Bounding-box material:
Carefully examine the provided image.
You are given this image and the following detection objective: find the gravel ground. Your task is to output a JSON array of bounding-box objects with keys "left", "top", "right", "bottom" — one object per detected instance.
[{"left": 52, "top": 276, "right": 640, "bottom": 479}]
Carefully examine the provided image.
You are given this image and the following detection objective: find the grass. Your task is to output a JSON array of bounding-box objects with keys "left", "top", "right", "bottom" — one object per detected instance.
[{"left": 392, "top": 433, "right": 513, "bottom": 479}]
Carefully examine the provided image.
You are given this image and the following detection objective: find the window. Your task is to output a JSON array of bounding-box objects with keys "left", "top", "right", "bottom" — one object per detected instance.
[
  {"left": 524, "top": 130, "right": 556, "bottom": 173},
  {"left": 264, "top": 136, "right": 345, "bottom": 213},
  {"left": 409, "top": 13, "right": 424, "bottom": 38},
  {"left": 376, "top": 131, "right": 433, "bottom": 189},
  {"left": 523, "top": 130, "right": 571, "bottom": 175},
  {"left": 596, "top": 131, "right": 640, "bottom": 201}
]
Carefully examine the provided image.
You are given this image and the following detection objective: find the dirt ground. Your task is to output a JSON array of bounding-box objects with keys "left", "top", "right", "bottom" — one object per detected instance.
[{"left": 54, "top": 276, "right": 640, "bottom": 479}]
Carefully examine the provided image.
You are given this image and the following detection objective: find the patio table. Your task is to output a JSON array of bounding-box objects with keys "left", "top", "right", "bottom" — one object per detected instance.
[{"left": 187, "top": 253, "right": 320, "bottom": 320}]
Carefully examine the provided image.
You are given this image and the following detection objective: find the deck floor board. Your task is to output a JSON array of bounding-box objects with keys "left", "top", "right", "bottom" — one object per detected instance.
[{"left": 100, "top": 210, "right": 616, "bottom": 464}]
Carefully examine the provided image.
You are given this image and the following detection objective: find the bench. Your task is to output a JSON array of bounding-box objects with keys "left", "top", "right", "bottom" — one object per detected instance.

> _TASK INSTRUCTIONS_:
Can you rewrite all of the material with every "detection objective" changed to "search goal" and everything else kept the same?

> _REPLY TO THE EXERCISE_:
Carefully examine the provided image.
You are given this image and the following search goal: find the gravel ground. Your task is to output a JSON array of bounding-box objects with keys "left", "top", "right", "bottom" — one object per detected instance.
[{"left": 52, "top": 276, "right": 640, "bottom": 479}]
Carefully examine the provided image.
You are given this image and the following search goal: find the grass. Your task is to output a JSON array of bounding-box objects with keys "left", "top", "right", "bottom" — one object per detected instance.
[{"left": 392, "top": 433, "right": 513, "bottom": 479}]
Carefully examine the provided image.
You are given this image and the following search goal: find the window. Your task is to output a JSON array of bounding-box objects with keys "left", "top", "right", "bottom" — one object per detected instance.
[
  {"left": 524, "top": 130, "right": 556, "bottom": 173},
  {"left": 264, "top": 136, "right": 345, "bottom": 213},
  {"left": 409, "top": 13, "right": 424, "bottom": 38},
  {"left": 376, "top": 131, "right": 433, "bottom": 189},
  {"left": 523, "top": 130, "right": 571, "bottom": 175},
  {"left": 596, "top": 131, "right": 640, "bottom": 201}
]
Carefully examine the provided image.
You are given this image and the following search goal: find the dirt ground. Your task is to output a JSON array of bounding-box objects with keys "left", "top", "right", "bottom" — one object per detected instance.
[{"left": 54, "top": 276, "right": 640, "bottom": 479}]
Carefully examine the provided image.
You are given this image and the following search goal: find the patio table. Your task is to output a JSON array of bounding-box objects with keys "left", "top", "right", "bottom" — one object per detected instance.
[{"left": 187, "top": 253, "right": 320, "bottom": 320}]
Carefully examine the provided image.
You are given this image and the following search goal: find the deck floor board. Your task is to output a JSON array of bounding-box objects with keys "left", "top", "right", "bottom" — one object per detected instance.
[{"left": 100, "top": 210, "right": 616, "bottom": 464}]
Carefully examine the provided image.
You are given this image and the following search goal: find the bench. Your task is to output a JSON array of bounding-box objects with keys "left", "top", "right", "bottom" — one object per detected instance.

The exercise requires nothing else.